Directions: Only one portion of the data is to be written out: from the line bearing "TARGET = distant hill" through the line bearing "TARGET = silhouetted person". Write it exactly as it appears.

Working data:
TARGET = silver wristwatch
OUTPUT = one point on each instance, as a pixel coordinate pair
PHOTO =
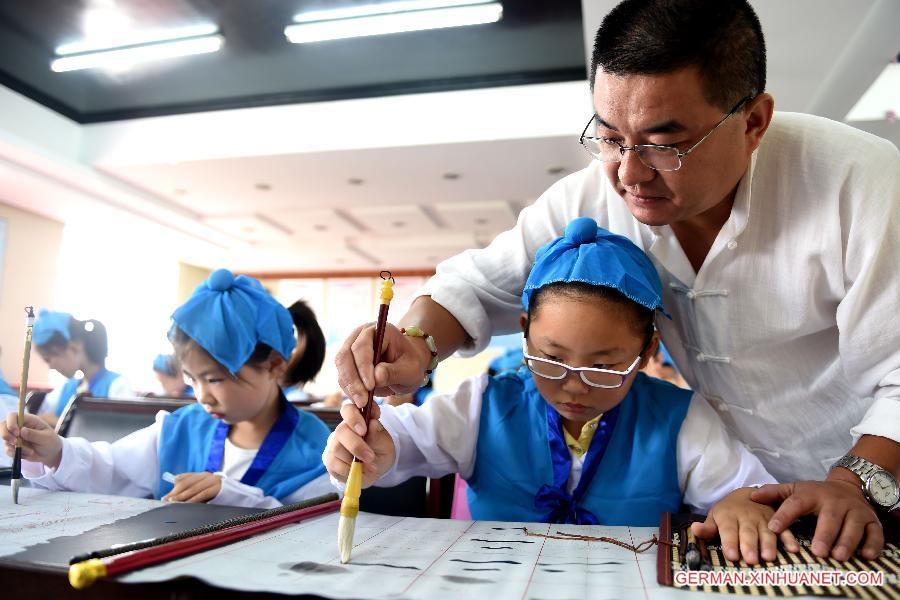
(879, 486)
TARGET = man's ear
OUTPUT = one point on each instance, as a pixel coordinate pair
(651, 350)
(759, 115)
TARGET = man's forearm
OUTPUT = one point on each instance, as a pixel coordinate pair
(438, 322)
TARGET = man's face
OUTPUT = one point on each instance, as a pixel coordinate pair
(670, 110)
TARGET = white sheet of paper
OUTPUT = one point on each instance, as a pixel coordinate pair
(429, 559)
(42, 515)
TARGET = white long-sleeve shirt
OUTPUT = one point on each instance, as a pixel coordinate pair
(441, 436)
(130, 467)
(789, 329)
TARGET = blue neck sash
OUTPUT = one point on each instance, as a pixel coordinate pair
(562, 506)
(275, 440)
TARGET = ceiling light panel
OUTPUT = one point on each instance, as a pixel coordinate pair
(397, 22)
(125, 58)
(386, 220)
(481, 216)
(309, 222)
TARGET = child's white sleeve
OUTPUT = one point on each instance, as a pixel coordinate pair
(127, 467)
(711, 461)
(438, 437)
(235, 493)
(51, 400)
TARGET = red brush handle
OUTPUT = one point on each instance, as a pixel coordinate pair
(171, 550)
(376, 347)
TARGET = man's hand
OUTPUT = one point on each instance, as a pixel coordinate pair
(402, 367)
(845, 519)
(742, 526)
(194, 487)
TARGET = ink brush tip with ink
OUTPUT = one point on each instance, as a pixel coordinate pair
(691, 552)
(353, 490)
(23, 389)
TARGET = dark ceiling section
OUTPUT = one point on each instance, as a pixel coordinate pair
(537, 41)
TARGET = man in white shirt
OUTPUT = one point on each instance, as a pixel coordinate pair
(777, 239)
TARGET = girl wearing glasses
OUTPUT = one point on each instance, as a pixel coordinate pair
(578, 435)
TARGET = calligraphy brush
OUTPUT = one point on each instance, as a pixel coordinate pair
(23, 389)
(350, 503)
(144, 554)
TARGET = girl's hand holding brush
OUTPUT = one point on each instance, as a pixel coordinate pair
(374, 447)
(40, 443)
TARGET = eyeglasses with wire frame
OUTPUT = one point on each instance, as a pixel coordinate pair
(654, 156)
(601, 378)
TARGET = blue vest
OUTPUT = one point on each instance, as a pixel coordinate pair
(98, 386)
(187, 436)
(637, 477)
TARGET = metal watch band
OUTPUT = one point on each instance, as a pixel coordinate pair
(860, 466)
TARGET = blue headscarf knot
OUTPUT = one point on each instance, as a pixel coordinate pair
(228, 316)
(48, 323)
(590, 254)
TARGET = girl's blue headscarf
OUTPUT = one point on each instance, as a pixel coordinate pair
(48, 323)
(590, 254)
(228, 316)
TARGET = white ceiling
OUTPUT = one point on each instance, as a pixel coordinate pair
(400, 182)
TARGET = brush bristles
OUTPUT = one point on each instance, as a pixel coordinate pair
(346, 529)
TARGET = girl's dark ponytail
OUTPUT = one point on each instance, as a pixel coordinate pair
(304, 365)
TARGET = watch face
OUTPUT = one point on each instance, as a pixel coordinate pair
(883, 489)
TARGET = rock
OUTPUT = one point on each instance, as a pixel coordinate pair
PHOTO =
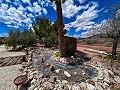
(47, 64)
(67, 74)
(100, 75)
(52, 79)
(83, 85)
(117, 79)
(64, 82)
(41, 75)
(83, 72)
(47, 86)
(106, 80)
(52, 68)
(35, 89)
(57, 71)
(34, 72)
(76, 87)
(33, 81)
(30, 77)
(98, 86)
(41, 88)
(111, 74)
(32, 87)
(90, 87)
(91, 82)
(66, 87)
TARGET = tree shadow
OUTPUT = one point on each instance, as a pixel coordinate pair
(78, 59)
(25, 86)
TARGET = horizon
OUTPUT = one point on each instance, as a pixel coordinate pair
(79, 15)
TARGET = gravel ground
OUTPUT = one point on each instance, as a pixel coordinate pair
(5, 53)
(7, 75)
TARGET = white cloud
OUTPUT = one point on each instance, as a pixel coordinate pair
(69, 9)
(37, 8)
(26, 1)
(81, 1)
(3, 34)
(8, 1)
(84, 20)
(15, 14)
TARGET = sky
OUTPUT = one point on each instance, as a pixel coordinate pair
(79, 16)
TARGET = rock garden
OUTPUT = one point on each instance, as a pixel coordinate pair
(46, 71)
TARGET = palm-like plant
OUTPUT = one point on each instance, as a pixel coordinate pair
(60, 25)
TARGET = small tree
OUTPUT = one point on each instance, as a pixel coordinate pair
(12, 39)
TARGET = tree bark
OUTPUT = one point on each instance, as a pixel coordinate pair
(114, 48)
(60, 24)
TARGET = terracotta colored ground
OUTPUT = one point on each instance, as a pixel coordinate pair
(103, 48)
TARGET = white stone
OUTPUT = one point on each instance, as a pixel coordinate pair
(117, 79)
(41, 88)
(47, 86)
(75, 87)
(90, 87)
(83, 85)
(106, 80)
(32, 87)
(83, 72)
(64, 82)
(35, 89)
(98, 86)
(67, 74)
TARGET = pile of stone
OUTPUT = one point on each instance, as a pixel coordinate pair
(105, 79)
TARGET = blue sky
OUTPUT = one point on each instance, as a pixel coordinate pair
(79, 15)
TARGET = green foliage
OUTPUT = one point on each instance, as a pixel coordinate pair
(58, 55)
(1, 40)
(45, 29)
(12, 39)
(15, 37)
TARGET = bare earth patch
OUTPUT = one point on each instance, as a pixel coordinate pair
(7, 75)
(5, 53)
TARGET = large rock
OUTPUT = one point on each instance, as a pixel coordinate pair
(52, 79)
(64, 82)
(76, 87)
(67, 74)
(83, 85)
(47, 86)
(98, 86)
(57, 71)
(90, 87)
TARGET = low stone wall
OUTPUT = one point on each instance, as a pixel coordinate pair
(11, 60)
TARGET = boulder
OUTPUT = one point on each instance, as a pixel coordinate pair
(47, 86)
(52, 79)
(90, 87)
(98, 86)
(76, 87)
(64, 82)
(67, 74)
(52, 68)
(57, 71)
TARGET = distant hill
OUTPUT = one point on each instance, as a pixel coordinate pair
(100, 39)
(1, 39)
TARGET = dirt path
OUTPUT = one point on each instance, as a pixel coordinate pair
(5, 53)
(97, 57)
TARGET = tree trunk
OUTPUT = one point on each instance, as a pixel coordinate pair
(114, 48)
(60, 24)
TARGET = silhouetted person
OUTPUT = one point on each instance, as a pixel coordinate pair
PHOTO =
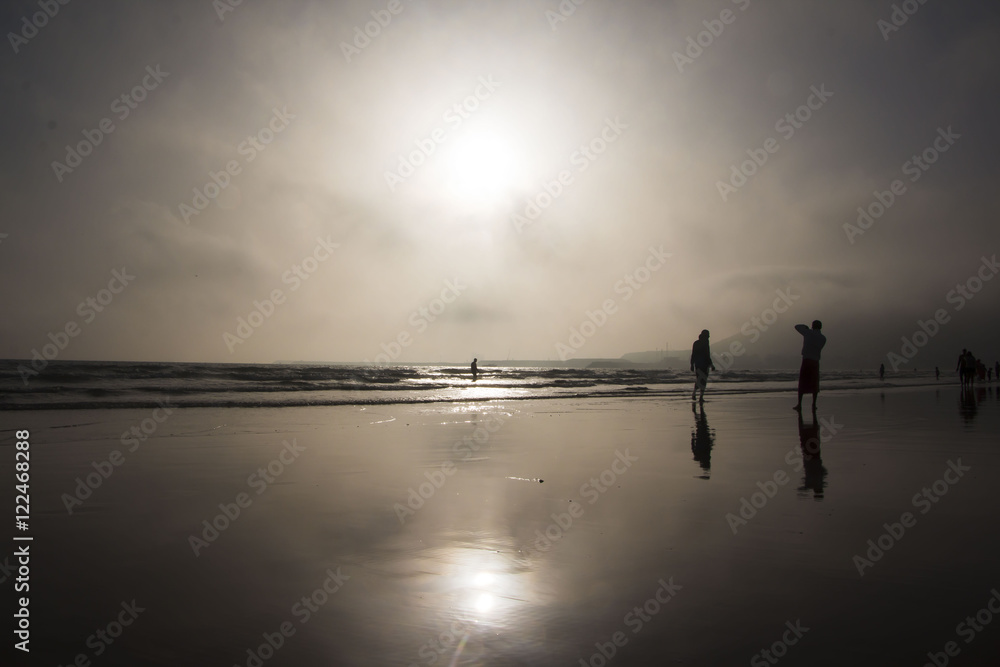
(967, 404)
(962, 374)
(702, 440)
(813, 472)
(701, 363)
(812, 344)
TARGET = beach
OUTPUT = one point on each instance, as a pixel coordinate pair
(620, 531)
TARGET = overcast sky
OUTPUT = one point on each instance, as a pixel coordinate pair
(319, 123)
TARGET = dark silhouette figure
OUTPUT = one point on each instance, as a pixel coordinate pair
(812, 344)
(967, 405)
(702, 441)
(813, 472)
(701, 363)
(960, 367)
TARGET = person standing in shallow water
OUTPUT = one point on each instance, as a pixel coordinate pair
(812, 344)
(701, 363)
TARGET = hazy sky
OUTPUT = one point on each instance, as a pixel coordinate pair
(321, 126)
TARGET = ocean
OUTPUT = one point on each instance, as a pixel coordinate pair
(68, 385)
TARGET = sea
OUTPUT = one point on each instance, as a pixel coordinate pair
(74, 385)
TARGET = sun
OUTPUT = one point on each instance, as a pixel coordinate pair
(482, 166)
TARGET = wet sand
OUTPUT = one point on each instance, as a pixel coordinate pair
(519, 533)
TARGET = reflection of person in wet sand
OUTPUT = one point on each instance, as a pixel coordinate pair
(967, 404)
(702, 440)
(813, 472)
(812, 344)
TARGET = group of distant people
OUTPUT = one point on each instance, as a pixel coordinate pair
(813, 341)
(970, 368)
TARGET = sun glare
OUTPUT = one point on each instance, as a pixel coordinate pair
(482, 166)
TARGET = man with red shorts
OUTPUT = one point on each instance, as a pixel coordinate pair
(812, 344)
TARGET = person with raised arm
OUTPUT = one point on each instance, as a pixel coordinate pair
(812, 344)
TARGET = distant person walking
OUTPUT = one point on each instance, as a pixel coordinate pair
(962, 367)
(812, 344)
(701, 363)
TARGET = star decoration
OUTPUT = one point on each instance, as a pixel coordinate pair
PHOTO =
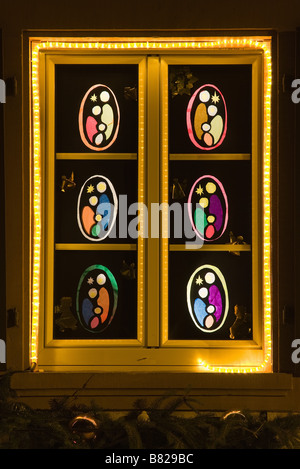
(200, 190)
(215, 98)
(199, 280)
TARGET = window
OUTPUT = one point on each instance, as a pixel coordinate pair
(151, 204)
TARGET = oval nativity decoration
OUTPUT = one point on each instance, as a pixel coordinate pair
(97, 208)
(207, 298)
(208, 208)
(97, 298)
(206, 118)
(99, 118)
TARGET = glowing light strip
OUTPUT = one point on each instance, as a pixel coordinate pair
(215, 43)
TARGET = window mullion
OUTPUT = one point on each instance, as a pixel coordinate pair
(153, 200)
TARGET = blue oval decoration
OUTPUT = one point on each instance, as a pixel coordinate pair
(97, 208)
(97, 298)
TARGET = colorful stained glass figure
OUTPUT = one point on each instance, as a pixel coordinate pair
(206, 117)
(99, 118)
(97, 208)
(207, 298)
(97, 298)
(208, 208)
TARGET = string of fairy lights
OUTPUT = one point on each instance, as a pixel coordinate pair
(237, 43)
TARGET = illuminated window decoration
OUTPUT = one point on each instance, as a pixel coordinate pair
(97, 208)
(206, 118)
(208, 208)
(99, 118)
(97, 298)
(207, 298)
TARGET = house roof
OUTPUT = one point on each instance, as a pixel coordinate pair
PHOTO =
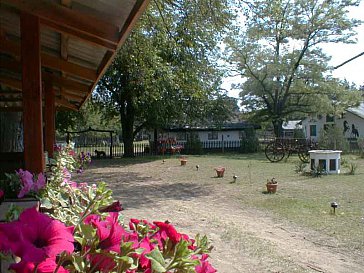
(234, 126)
(292, 124)
(79, 39)
(358, 111)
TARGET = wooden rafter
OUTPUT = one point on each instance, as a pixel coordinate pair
(50, 61)
(67, 84)
(65, 103)
(65, 20)
(130, 22)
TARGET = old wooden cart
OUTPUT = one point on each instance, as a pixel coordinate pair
(279, 148)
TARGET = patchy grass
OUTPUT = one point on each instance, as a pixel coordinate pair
(302, 200)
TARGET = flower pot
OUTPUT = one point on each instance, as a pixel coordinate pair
(23, 203)
(272, 188)
(220, 172)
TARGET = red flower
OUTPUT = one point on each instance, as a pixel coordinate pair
(35, 236)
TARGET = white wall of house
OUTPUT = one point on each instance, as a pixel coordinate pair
(351, 125)
(206, 135)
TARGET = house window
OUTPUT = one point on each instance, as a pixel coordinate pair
(329, 118)
(212, 135)
(181, 136)
(242, 135)
(313, 131)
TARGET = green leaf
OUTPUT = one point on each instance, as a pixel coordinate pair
(78, 263)
(157, 260)
(87, 231)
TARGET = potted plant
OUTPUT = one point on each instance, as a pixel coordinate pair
(272, 185)
(183, 161)
(21, 190)
(220, 171)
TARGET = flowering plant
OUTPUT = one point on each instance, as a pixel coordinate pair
(21, 184)
(81, 230)
(272, 181)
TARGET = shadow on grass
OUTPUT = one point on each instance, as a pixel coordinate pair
(125, 161)
(136, 191)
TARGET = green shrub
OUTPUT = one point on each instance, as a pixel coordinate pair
(193, 145)
(250, 143)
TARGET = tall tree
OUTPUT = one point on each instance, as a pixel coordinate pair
(277, 52)
(167, 70)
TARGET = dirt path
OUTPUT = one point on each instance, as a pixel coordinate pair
(244, 240)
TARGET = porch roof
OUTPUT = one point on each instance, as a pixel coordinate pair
(78, 41)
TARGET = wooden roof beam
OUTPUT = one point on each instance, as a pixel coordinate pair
(67, 84)
(11, 82)
(65, 20)
(50, 61)
(136, 12)
(65, 103)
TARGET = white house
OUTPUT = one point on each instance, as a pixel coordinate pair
(351, 122)
(227, 136)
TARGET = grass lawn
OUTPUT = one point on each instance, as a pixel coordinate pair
(301, 200)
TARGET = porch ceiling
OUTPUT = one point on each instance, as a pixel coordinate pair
(78, 41)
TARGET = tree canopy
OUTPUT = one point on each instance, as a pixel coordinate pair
(277, 51)
(167, 70)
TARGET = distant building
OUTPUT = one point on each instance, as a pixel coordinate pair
(351, 122)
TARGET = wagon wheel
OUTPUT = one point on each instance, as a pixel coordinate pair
(303, 155)
(274, 152)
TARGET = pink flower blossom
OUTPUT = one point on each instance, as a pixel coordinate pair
(66, 176)
(36, 236)
(166, 230)
(40, 183)
(146, 244)
(47, 266)
(114, 207)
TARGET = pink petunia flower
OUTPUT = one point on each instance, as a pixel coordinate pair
(40, 183)
(166, 230)
(114, 207)
(47, 266)
(36, 236)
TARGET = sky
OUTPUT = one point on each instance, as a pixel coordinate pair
(352, 71)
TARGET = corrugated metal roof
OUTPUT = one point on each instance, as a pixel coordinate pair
(359, 111)
(78, 41)
(292, 124)
(225, 127)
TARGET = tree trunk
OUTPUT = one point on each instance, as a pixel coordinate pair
(127, 116)
(128, 138)
(11, 132)
(278, 130)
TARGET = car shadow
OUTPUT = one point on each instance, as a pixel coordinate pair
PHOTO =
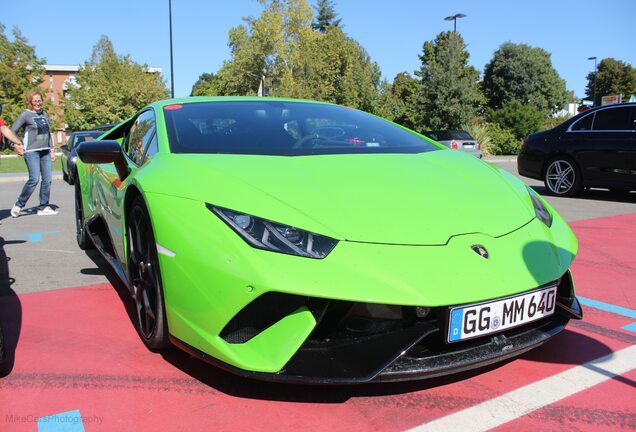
(567, 347)
(10, 310)
(595, 195)
(102, 268)
(233, 385)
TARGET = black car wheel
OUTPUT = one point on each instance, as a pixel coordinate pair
(2, 352)
(83, 239)
(562, 177)
(145, 277)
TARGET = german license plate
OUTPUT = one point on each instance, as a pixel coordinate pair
(467, 322)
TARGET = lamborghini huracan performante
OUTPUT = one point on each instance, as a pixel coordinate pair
(300, 241)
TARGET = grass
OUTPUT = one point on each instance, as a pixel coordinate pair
(17, 165)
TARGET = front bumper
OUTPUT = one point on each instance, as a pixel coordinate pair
(403, 353)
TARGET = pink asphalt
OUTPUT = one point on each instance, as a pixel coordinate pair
(77, 350)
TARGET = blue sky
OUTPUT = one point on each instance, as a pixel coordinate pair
(391, 31)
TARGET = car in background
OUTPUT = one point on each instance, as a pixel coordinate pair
(104, 127)
(596, 148)
(69, 152)
(301, 241)
(456, 140)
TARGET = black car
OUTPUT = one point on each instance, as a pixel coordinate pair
(596, 148)
(69, 155)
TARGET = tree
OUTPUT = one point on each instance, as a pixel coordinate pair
(613, 77)
(281, 49)
(405, 90)
(525, 74)
(20, 71)
(520, 119)
(110, 88)
(449, 94)
(325, 16)
(206, 85)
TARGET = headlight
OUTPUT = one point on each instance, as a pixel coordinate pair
(540, 211)
(272, 236)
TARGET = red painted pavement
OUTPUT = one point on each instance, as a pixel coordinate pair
(77, 349)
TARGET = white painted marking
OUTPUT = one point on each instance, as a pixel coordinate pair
(517, 403)
(167, 252)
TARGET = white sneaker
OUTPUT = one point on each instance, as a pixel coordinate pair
(15, 211)
(46, 211)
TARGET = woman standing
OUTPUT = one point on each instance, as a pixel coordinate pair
(38, 154)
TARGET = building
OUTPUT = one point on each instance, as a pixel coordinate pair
(55, 85)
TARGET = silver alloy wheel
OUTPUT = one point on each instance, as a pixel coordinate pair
(560, 176)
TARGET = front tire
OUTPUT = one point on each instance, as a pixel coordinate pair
(562, 177)
(145, 277)
(83, 239)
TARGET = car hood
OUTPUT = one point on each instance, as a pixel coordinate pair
(410, 199)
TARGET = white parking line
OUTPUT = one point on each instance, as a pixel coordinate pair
(524, 400)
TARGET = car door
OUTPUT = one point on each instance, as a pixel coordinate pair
(631, 158)
(112, 189)
(601, 143)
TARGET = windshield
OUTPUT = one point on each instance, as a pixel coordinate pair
(448, 135)
(283, 128)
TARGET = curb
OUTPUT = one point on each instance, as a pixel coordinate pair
(22, 177)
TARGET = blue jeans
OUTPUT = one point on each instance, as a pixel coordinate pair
(38, 162)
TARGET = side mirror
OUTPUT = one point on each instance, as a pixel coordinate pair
(106, 151)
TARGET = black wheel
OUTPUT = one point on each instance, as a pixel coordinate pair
(2, 352)
(83, 239)
(562, 177)
(145, 277)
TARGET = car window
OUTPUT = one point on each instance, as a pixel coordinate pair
(153, 148)
(139, 136)
(283, 128)
(613, 119)
(84, 136)
(584, 124)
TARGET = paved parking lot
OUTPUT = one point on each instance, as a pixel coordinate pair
(78, 360)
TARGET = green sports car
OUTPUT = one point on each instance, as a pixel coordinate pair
(302, 241)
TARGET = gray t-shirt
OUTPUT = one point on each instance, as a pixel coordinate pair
(37, 132)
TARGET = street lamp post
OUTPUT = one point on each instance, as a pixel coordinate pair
(594, 84)
(454, 19)
(171, 62)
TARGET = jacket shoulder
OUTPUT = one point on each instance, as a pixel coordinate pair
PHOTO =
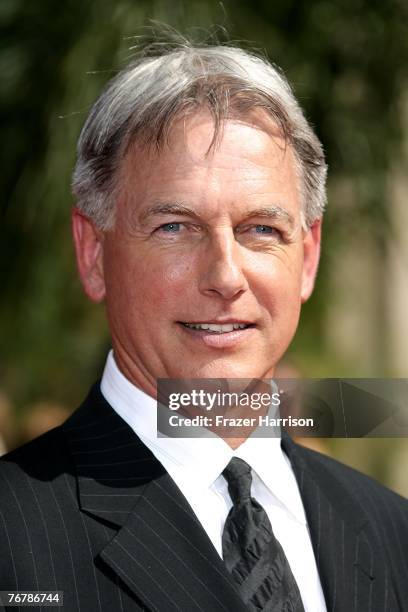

Result for this exercise:
TARGET = distant hill
OUTPUT = one point on each instance, as a pixel coordinate pair
(100, 39)
(1, 39)
TARGET = dirt path
OUTPUT = one point on each instance, as a pixel coordinate pair
(5, 53)
(97, 57)
TARGET = tree trunk
OUTPUT = one point on each instance, as a pixel coordinate pair
(114, 48)
(60, 24)
TARGET = silhouetted person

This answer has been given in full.